## begin

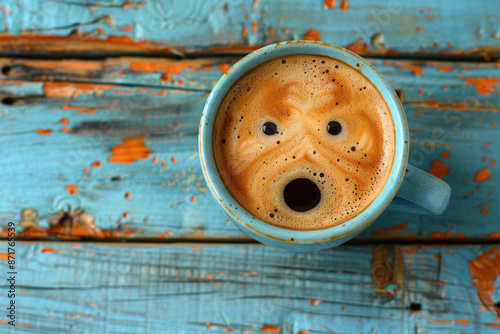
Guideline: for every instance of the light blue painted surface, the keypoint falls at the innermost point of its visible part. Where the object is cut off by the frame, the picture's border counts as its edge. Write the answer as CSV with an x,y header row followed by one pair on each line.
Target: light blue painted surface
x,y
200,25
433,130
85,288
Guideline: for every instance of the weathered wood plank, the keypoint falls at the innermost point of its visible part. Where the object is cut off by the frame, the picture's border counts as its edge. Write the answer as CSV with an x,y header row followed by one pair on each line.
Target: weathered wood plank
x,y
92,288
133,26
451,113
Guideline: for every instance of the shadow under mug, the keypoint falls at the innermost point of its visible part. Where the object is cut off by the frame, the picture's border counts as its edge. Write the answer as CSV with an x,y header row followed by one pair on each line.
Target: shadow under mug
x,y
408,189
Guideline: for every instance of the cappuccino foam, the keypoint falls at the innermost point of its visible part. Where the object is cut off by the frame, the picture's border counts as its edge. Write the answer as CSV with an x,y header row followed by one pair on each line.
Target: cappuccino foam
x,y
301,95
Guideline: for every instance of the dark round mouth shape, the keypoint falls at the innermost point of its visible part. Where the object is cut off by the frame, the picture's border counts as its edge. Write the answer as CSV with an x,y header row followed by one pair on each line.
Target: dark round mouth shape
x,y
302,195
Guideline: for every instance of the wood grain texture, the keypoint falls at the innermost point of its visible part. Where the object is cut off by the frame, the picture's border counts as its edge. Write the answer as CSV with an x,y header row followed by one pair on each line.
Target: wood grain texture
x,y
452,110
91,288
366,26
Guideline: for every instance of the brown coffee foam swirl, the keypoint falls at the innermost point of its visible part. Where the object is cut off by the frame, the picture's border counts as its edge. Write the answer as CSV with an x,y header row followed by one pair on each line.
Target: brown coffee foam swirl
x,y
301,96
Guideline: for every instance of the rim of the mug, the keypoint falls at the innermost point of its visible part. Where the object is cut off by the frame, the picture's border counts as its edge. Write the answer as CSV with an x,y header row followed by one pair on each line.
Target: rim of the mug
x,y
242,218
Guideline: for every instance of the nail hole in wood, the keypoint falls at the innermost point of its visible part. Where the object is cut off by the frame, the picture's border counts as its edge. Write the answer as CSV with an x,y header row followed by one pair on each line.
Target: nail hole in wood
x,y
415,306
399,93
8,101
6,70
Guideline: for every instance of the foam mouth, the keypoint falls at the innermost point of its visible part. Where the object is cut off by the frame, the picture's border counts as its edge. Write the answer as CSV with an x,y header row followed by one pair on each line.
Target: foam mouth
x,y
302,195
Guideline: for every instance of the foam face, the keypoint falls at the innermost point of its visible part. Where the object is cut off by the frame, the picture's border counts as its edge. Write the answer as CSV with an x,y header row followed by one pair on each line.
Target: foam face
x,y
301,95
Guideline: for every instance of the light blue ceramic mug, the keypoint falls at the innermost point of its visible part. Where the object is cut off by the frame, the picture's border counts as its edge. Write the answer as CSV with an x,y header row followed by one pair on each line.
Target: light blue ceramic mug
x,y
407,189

## end
## begin

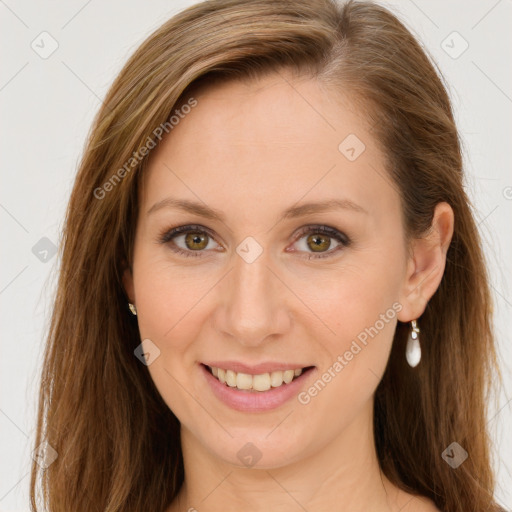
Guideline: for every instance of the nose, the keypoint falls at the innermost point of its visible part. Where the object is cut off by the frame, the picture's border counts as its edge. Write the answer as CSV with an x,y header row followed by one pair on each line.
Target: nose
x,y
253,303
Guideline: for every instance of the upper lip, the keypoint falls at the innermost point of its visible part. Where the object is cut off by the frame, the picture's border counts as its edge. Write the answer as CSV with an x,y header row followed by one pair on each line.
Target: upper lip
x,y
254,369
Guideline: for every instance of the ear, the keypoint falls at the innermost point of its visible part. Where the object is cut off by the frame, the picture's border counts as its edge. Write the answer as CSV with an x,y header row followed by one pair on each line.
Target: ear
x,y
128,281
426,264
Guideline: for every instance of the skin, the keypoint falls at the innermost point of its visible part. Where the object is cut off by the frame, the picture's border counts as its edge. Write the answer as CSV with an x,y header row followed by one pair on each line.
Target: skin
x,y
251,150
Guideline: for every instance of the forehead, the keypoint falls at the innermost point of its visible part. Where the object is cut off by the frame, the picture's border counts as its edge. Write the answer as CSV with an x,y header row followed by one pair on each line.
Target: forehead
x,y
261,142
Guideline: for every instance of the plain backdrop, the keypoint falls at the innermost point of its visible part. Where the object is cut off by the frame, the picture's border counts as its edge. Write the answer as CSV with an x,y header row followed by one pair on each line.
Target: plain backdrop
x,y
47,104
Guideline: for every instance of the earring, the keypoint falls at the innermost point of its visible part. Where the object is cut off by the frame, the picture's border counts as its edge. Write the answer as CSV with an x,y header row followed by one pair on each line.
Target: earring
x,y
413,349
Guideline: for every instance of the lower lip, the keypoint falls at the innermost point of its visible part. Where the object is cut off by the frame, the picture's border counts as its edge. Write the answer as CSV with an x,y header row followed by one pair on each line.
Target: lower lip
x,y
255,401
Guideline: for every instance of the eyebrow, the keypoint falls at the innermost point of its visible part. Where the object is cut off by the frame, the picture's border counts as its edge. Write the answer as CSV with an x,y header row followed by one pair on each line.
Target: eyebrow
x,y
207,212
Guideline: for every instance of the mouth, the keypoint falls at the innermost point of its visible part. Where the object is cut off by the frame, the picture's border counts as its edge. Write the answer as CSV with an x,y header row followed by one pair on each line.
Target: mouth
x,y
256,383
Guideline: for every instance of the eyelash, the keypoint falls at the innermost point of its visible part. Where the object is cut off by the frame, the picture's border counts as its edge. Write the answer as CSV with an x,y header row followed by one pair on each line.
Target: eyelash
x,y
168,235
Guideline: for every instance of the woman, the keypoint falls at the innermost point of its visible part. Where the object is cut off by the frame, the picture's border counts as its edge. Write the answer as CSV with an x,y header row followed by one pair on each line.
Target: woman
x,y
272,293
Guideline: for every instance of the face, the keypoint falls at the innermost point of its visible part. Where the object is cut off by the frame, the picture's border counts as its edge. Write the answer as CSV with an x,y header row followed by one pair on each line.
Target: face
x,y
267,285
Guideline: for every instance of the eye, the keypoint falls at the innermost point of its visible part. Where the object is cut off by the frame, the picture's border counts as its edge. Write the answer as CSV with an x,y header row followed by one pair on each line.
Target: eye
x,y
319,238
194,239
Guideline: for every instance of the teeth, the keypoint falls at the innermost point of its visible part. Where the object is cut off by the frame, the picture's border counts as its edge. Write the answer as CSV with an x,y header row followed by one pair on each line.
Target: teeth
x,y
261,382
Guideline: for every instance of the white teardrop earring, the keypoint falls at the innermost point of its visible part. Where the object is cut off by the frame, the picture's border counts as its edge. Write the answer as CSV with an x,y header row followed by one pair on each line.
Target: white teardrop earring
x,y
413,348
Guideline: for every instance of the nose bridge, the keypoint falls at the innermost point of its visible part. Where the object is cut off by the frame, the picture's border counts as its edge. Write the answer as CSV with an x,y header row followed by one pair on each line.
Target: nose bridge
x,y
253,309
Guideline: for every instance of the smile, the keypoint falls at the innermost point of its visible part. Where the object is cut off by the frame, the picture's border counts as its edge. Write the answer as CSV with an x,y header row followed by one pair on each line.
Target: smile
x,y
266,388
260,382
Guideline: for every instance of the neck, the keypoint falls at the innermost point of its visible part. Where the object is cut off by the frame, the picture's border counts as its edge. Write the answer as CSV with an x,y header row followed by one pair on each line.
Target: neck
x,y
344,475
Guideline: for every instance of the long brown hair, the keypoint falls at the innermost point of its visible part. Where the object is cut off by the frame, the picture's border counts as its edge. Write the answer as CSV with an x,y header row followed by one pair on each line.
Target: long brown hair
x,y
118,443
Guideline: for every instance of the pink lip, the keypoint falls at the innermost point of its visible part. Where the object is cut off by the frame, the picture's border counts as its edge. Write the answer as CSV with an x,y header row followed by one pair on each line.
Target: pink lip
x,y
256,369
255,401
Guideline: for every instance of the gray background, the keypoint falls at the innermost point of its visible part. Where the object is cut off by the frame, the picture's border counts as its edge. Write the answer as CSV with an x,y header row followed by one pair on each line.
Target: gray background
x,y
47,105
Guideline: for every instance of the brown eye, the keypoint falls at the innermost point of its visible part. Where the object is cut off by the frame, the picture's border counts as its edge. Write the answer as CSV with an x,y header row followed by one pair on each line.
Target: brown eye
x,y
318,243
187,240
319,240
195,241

## end

• Given problem
Show every line of the data above that contains the word "grain". Case counts.

• Full solution
Guideline: for every instance of the wood grain texture, the keypoint falls at the innermost point of its visible part. Where the object is cut off by the frame, the picture's border counts as its edge. Write the answer as CSV with an x,y header row followed by one pair on each line.
Target: wood grain texture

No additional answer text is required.